'''

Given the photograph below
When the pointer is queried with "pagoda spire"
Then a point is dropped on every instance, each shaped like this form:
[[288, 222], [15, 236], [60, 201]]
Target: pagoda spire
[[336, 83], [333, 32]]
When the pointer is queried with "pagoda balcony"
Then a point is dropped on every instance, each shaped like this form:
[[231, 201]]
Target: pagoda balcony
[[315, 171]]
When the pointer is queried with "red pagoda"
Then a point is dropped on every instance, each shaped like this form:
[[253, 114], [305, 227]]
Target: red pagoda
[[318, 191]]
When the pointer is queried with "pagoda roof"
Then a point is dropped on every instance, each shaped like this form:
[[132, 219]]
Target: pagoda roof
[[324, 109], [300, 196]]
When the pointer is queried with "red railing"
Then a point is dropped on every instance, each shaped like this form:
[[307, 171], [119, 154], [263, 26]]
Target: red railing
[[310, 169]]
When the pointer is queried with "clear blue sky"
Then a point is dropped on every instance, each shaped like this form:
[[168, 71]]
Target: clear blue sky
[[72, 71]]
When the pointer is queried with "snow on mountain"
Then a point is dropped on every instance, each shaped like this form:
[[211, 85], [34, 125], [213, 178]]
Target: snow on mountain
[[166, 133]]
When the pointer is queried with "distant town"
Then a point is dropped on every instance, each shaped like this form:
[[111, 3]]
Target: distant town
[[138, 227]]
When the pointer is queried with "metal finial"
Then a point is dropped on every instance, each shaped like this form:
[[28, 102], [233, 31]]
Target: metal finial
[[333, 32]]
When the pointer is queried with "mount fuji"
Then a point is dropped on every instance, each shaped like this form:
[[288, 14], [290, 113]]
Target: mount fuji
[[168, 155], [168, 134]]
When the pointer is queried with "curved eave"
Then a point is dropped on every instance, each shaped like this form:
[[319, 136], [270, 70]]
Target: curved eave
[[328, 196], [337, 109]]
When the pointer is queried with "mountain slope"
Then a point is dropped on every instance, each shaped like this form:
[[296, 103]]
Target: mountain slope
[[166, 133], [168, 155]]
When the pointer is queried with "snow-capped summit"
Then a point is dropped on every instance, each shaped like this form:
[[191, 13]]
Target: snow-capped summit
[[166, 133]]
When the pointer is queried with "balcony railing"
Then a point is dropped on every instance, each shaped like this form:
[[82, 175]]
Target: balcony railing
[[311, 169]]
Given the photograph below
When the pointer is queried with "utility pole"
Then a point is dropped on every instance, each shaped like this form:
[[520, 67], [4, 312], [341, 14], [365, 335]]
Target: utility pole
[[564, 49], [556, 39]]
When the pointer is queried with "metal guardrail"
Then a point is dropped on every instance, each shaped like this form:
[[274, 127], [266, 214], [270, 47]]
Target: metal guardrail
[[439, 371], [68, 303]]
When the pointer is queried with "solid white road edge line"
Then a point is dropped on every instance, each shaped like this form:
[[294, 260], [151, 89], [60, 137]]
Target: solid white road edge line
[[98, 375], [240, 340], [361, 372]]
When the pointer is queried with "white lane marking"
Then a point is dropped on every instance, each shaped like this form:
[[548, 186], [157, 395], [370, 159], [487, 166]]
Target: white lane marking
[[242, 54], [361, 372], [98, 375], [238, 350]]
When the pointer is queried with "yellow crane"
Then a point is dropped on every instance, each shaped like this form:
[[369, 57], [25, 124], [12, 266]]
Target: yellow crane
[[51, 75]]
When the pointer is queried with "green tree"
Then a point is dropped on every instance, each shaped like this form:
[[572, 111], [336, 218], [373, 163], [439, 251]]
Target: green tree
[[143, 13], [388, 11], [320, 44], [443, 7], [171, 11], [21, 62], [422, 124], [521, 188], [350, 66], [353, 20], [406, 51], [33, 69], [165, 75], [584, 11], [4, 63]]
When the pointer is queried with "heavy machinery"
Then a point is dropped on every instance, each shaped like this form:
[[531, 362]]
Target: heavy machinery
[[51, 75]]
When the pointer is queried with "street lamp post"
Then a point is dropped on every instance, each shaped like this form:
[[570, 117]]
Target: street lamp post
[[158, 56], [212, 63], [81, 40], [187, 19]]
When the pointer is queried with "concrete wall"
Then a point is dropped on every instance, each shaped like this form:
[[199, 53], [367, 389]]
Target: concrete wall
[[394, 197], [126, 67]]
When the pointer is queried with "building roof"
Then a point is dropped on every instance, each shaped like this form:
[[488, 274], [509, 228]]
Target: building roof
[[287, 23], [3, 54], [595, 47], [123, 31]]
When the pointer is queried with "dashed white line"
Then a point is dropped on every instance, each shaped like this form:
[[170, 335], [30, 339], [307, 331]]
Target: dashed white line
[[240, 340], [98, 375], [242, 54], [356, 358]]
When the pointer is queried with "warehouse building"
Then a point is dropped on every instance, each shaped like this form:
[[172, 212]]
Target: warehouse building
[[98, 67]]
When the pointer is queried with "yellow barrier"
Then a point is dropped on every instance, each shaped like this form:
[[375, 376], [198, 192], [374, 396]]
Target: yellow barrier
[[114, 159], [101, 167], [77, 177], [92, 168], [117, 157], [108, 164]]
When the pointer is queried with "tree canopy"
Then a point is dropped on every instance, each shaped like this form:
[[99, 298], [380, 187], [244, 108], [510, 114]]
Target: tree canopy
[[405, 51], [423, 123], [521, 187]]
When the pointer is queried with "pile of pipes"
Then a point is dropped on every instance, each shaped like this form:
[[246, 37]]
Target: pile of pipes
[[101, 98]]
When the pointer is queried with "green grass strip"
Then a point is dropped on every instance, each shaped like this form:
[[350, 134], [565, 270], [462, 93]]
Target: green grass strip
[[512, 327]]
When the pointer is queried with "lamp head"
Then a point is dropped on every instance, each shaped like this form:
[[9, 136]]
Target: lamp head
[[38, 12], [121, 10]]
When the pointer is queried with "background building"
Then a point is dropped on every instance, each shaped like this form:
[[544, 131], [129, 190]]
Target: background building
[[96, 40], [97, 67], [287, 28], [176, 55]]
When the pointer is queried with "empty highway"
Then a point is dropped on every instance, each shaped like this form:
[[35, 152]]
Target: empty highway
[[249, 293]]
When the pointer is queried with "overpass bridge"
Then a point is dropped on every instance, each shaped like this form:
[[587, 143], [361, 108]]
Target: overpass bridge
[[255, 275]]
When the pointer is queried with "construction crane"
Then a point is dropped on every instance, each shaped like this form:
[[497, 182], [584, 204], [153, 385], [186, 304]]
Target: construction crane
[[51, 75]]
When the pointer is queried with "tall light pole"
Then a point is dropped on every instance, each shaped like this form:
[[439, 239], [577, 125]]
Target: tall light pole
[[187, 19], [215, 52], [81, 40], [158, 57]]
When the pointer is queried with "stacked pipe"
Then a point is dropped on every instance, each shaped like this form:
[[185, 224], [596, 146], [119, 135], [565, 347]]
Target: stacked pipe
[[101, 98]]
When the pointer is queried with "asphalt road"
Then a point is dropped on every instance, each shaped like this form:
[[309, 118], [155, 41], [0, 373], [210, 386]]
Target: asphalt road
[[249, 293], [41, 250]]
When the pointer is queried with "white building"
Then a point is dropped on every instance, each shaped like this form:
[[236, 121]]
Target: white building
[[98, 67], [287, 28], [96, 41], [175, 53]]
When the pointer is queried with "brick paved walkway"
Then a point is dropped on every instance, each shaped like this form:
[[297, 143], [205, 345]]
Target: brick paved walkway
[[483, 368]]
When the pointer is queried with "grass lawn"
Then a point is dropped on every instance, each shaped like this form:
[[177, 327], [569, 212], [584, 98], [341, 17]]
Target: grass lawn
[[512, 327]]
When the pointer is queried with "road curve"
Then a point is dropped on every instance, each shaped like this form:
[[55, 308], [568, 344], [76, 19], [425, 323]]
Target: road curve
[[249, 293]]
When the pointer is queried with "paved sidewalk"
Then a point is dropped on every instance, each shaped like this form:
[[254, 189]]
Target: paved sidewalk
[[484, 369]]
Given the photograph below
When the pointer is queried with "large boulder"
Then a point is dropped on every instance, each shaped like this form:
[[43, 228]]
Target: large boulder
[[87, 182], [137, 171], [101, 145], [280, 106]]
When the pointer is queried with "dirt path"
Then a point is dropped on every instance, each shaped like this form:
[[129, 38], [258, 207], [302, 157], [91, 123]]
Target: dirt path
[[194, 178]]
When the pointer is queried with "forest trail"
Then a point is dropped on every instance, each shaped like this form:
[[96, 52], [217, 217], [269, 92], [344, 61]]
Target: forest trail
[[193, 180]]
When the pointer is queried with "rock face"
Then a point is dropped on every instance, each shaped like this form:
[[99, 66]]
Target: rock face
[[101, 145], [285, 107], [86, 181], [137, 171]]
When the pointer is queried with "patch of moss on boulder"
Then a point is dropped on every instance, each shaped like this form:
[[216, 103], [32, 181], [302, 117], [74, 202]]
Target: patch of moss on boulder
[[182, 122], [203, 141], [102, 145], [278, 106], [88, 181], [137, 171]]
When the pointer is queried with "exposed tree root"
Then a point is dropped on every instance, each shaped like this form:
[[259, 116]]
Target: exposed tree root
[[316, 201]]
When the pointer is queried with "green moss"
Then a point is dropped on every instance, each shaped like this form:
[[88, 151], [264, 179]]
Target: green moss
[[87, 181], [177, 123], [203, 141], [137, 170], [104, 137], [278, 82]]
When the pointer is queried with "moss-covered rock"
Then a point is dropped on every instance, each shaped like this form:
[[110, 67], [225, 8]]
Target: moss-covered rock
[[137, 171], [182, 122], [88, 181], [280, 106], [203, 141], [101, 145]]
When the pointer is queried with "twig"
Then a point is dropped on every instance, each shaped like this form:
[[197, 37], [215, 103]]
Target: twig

'''

Exercise task:
Could you render everything from the very start of the data down to the line containing "[[166, 133], [168, 155]]", both ends included, as a JSON list of strings with one string per line and blank lines left out?

Solution:
[
  "Given the photograph below",
  "When the pointer is queried with \"pagoda spire\"",
  "Then a point is dropped on every instance, each shaped like this form:",
  "[[288, 222], [15, 236], [60, 201]]",
  "Target: pagoda spire",
  "[[336, 83], [333, 32]]",
  "When the pointer is queried with \"pagoda balcony\"",
  "Then a point is dropped on every instance, each shaped like this form:",
  "[[231, 201]]",
  "Target: pagoda balcony",
  "[[315, 171]]",
  "When the pointer is queried with \"red pagoda\"",
  "Then a point is dropped on every instance, each shaped like this form:",
  "[[253, 114], [305, 227]]",
  "Target: red pagoda",
  "[[318, 191]]",
  "When the pointer is queried with \"pagoda roof\"",
  "Then a point is dropped on every instance, each shaped like this form:",
  "[[132, 219]]",
  "Target: pagoda roof",
  "[[324, 109], [300, 196]]",
  "When the pointer is queried with \"red railing\"",
  "Then a point is dropped on every instance, each shaped like this form:",
  "[[307, 171], [119, 154], [263, 26]]",
  "Target: red railing",
  "[[310, 169]]",
  "When the pointer is queried with \"clear blue sky\"",
  "Then a point is dropped on every instance, each shaped like this form:",
  "[[168, 71]]",
  "Target: clear blue sky",
  "[[72, 71]]",
  "When the pointer is queried with \"snow on mountain\"",
  "Then a point is dropped on every instance, each shaped like this form:",
  "[[211, 85], [34, 125], [213, 178]]",
  "Target: snow on mountain",
  "[[166, 133]]",
  "When the pointer is queried with \"distant town\"",
  "Then a point is dropped on every instance, each shaped like this form:",
  "[[111, 3]]",
  "Target: distant town",
  "[[138, 227]]",
  "When the pointer is queried with \"metal finial\"",
  "Then a point is dropped on every instance, each shaped like this form:",
  "[[28, 102], [233, 31]]",
  "Target: metal finial",
  "[[333, 32]]",
  "When the pointer is queried with \"mount fuji\"",
  "Then a point is dropped on every instance, each shaped like this form:",
  "[[288, 14], [290, 113]]",
  "Target: mount fuji",
  "[[168, 155], [168, 134]]",
  "When the pointer is queried with \"curved eave\"",
  "Then a point is dropped on every instance, each shaped like this form:",
  "[[319, 136], [270, 70]]",
  "Target: curved eave",
  "[[328, 196], [337, 109]]",
  "When the pointer is queried with \"mountain slope\"",
  "Then a point is dropped on every instance, each shaped like this form:",
  "[[296, 103]]",
  "Target: mountain slope",
  "[[166, 133], [168, 155]]"
]